=== Provided records ===
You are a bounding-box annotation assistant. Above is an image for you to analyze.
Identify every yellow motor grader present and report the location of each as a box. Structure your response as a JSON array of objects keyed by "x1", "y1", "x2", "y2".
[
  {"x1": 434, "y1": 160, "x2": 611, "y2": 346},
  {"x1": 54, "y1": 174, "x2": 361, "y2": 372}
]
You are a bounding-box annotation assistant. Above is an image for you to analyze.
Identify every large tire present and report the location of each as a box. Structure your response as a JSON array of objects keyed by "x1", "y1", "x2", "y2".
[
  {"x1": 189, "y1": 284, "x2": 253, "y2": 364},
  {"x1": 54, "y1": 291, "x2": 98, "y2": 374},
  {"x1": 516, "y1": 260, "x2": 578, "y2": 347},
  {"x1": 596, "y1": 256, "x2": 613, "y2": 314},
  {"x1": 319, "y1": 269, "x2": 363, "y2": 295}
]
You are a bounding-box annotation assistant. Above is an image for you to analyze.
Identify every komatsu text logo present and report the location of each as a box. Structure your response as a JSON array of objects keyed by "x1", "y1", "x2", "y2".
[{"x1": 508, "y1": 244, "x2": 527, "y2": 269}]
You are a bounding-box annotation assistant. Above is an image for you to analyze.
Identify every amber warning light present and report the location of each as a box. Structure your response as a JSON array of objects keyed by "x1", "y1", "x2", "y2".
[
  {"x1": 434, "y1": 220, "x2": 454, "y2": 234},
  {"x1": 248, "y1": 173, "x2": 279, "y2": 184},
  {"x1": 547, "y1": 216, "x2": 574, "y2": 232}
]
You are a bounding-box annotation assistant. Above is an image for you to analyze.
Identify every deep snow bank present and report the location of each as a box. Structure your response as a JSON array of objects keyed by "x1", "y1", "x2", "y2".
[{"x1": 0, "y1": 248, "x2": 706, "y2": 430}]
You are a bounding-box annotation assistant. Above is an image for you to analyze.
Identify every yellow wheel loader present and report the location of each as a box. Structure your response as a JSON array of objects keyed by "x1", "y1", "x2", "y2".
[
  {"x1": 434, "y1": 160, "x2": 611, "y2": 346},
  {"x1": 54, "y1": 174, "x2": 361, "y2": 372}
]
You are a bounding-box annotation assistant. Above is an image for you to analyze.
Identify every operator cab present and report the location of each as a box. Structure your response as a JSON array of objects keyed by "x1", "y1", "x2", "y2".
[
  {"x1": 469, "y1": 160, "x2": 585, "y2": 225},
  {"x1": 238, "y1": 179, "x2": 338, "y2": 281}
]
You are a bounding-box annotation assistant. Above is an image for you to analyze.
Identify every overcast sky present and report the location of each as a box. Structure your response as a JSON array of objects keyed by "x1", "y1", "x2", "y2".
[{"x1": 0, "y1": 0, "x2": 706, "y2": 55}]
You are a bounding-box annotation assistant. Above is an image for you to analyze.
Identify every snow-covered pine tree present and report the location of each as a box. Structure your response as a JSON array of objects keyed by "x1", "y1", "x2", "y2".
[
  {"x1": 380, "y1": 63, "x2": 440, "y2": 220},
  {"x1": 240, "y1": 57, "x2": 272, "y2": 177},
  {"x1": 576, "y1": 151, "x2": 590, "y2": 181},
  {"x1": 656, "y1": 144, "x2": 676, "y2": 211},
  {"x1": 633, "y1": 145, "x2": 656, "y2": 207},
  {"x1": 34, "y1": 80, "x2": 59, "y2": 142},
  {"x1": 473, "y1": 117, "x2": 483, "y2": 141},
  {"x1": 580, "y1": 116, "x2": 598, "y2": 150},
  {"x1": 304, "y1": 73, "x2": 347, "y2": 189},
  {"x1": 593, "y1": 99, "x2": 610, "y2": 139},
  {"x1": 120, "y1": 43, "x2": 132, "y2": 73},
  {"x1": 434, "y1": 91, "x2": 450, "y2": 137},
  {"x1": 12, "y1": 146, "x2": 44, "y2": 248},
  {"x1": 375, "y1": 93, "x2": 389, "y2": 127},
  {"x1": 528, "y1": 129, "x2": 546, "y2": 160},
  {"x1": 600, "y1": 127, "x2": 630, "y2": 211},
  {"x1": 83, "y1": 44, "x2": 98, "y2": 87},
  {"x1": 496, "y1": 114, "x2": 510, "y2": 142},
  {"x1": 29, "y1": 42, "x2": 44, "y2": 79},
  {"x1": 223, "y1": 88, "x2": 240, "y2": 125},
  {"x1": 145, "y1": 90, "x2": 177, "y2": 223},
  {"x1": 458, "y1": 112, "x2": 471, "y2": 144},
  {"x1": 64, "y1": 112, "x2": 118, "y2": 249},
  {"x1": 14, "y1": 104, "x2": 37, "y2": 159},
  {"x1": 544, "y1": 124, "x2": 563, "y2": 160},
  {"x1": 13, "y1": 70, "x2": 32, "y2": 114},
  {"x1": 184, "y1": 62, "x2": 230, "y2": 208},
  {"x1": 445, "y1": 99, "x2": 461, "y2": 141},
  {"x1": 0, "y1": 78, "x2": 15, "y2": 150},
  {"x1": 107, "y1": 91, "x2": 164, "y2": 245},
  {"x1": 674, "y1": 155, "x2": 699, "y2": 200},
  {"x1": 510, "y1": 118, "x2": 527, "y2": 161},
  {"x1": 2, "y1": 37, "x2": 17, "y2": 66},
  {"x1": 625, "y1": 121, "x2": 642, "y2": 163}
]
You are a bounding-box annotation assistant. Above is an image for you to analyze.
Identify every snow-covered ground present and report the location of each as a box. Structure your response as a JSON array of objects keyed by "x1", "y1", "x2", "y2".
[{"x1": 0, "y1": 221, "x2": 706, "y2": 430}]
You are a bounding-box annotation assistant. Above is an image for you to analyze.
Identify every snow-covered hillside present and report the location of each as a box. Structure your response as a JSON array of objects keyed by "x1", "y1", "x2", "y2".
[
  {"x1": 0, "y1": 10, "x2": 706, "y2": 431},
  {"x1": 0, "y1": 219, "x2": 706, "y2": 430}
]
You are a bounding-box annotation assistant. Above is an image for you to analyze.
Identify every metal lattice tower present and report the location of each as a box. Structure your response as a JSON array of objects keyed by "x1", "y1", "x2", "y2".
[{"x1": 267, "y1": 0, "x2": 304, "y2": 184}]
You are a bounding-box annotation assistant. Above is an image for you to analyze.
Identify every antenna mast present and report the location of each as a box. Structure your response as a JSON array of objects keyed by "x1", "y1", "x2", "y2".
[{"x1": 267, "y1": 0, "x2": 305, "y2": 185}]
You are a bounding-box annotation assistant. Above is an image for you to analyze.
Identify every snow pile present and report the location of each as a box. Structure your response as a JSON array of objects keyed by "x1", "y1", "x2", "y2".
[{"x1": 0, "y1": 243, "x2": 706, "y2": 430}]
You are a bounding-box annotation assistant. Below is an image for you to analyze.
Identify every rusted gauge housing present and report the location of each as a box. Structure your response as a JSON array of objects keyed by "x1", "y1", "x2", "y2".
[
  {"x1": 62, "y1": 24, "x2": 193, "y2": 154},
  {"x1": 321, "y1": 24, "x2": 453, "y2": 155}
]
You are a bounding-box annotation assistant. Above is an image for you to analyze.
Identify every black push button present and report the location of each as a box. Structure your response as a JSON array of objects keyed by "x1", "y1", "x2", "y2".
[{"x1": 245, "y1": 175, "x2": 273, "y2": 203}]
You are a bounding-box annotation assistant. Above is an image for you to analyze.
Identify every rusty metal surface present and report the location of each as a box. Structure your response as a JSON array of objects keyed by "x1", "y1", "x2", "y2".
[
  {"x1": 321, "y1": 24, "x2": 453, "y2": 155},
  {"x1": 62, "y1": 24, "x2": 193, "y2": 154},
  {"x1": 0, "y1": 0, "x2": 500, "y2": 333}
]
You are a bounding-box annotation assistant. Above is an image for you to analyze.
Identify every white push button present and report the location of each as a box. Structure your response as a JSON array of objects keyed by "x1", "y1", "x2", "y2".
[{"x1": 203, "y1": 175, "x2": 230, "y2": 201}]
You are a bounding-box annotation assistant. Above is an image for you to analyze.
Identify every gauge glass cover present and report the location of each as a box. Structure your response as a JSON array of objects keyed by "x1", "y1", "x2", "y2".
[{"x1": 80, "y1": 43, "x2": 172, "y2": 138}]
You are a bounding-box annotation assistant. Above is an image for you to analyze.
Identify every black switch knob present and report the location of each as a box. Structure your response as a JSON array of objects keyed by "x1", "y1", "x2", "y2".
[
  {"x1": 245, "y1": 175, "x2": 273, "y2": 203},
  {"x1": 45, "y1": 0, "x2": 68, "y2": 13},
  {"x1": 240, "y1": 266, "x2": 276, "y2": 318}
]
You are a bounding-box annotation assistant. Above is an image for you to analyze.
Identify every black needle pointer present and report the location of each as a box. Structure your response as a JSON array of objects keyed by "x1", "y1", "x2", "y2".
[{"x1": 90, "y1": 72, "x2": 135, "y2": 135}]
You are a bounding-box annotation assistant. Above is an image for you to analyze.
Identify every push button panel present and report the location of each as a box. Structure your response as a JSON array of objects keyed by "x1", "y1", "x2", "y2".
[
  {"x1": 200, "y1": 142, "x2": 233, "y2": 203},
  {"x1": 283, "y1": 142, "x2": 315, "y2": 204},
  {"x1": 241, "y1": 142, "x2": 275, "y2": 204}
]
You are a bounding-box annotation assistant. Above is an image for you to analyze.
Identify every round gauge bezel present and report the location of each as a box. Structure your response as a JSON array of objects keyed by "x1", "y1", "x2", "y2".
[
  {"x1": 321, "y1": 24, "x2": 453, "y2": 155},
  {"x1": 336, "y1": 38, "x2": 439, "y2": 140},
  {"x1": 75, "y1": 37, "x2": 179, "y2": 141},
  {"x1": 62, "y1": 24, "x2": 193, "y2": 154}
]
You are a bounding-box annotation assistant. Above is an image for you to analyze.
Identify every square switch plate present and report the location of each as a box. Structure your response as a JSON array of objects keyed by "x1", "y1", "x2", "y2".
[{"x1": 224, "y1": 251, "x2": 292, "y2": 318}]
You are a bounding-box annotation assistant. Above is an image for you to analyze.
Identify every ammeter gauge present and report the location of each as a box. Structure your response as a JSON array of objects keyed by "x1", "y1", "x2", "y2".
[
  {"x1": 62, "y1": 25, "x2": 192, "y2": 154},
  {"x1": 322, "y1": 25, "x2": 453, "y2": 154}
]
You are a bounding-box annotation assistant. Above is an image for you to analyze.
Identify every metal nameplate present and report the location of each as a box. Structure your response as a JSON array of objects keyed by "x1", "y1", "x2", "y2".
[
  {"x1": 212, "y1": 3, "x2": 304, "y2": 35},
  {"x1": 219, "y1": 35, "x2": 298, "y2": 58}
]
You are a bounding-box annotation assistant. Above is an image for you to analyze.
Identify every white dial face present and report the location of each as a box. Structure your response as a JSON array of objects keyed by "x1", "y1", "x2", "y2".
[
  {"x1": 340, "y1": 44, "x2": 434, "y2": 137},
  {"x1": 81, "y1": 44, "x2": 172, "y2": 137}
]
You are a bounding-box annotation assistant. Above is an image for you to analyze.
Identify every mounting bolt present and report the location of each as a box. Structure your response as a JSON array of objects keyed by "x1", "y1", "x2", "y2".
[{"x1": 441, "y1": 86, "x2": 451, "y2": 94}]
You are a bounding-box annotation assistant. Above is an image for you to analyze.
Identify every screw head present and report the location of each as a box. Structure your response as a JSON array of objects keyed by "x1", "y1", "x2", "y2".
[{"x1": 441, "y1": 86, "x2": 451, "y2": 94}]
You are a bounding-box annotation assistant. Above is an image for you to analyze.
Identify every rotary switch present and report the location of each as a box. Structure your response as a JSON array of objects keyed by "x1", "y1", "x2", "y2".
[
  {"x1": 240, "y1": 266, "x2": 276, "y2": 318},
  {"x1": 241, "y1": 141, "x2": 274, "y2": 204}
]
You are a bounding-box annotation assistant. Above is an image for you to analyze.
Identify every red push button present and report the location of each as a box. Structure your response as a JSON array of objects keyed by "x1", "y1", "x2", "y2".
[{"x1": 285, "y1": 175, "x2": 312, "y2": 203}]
===
## [Task requirements]
Locate every line of the rows above that contains the word "yellow", and copy each such line in full.

## [Exercise response]
Identify every yellow motor grader present and report the location of each as a box. Structure your response as a JSON array of objects keyed by "x1", "y1", "x2", "y2".
Identify every yellow wheel loader present and report the location of each as a box. Structure your response as a JSON array of objects keyed by "x1", "y1", "x2", "y2".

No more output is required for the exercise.